---------- Input rows ----------

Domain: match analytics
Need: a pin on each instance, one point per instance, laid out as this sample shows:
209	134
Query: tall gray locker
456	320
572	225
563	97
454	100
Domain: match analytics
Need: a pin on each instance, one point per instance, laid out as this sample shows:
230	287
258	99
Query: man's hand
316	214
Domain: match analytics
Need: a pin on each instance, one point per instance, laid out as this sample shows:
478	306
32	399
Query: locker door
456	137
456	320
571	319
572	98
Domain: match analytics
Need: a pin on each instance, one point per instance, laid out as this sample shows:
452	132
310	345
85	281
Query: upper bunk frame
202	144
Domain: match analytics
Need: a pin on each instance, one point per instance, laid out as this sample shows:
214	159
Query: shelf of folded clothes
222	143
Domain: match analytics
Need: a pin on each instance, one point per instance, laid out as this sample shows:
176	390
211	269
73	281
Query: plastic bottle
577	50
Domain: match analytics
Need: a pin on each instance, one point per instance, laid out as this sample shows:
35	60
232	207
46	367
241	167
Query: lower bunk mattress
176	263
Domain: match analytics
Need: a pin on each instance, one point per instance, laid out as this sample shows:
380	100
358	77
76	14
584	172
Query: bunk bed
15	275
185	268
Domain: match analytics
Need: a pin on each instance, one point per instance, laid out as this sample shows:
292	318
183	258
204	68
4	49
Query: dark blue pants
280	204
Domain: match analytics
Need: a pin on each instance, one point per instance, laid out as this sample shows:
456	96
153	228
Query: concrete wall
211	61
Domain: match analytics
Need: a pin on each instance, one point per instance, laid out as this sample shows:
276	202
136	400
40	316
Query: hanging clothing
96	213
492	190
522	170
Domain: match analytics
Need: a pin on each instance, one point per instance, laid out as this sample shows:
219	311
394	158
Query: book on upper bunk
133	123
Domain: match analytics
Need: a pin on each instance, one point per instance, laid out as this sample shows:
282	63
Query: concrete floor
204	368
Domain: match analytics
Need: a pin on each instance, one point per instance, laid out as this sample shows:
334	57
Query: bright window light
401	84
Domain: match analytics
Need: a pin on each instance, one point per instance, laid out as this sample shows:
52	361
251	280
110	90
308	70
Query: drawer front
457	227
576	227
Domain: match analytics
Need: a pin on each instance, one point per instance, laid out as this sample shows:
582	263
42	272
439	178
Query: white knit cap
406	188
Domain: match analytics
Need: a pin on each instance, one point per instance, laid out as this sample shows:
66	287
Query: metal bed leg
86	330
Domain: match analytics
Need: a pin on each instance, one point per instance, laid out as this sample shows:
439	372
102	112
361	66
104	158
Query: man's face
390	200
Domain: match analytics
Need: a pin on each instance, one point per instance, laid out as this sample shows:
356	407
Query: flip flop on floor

----------

## [Given request]
Reproduce each line of the material above precisely.

## [Complete output]
Domain: match analytics
Need: a pin on each instance, one point per instance, laid out as this sample shows:
209	134
Query: tall gray locker
456	320
572	225
563	97
454	100
Domain: match analytics
Need: a pin on each instance, one point per instance, laid out as this sample shows:
230	287
258	99
Query: man's hand
316	214
Domain: match analytics
Need: a pin on each instance, one point per instance, laid out as this sample shows:
478	306
32	399
Query: locker door
456	137
456	320
571	319
572	98
Domain: match analytics
Need: a pin on each instance, one point per instance, laid out as this sample shows:
452	132
310	345
85	281
Query: upper bunk frame
202	144
Domain: match analytics
Need: a pin on each instance, one point per instance, laid out as this sample shows:
214	159
Query: shelf of folded clothes
222	143
Domain: match analytics
Need: a pin on each instance, one point per instance, laid out as this sample shows:
176	390
211	269
73	281
Query: plastic bottle
577	50
Domain: match analytics
Need: a pin on each instance, one point per instance, laid out as this sample shows:
35	60
232	207
46	367
241	167
Query: lower bunk mattress
176	263
Domain: match analytics
Need: a pin on each instance, one point per instance, laid out as this sample shows:
380	100
358	77
76	14
584	172
Query: bunk bed
15	275
185	268
Domain: match analytics
Need: a pin on each instance, one point per instance, laid out as this sample shows:
292	318
183	258
204	68
4	49
Query: dark blue pants
280	204
Domain: match analytics
Need: a pin on each instance, one point per instance, laid out as this sample shows:
456	96
153	228
Query: concrete wall
211	61
Domain: match analytics
Need: a pin on each instance, one point per instance, laid out as this sample shows:
276	202
136	400
40	316
Query: hanging clothing
96	213
492	190
522	170
Domain: match analytics
Need: a pin on each instance, one point per instance, laid out as this sample shows:
219	311
394	158
Query: book on upper bunk
133	123
Domain: match analytics
Need: a pin on each instance, one point per instance, laid out as this sample shows:
282	63
Query: concrete floor
204	368
Domain: match analytics
Need: a pin on each instance, one point per instance, laid out as this sample shows:
334	57
Query: bright window light
401	84
Domain: match analytics
Need: a pin on each instance, one point per instance, laid out as this sample shows:
52	361
251	280
110	90
308	70
Query: drawer front
457	227
576	227
Domain: match analytics
Need: a pin on each instance, one point per instance, laid out as this sample shows:
582	263
42	272
439	178
Query: white knit cap
406	188
Domain: match analytics
Need: a pin on each instance, one point per instance, laid out as this sample shows:
66	287
Query: metal bed leg
86	330
Domain: match analytics
Need: a pin on each instance, one point per instance, laid out as this sample shows:
439	372
102	112
361	66
104	158
Query: man's face
390	200
Domain: match analytics
Need: a pin on each instance, one point per instance, laid out as this sample shows:
356	407
Query: flip flop on floor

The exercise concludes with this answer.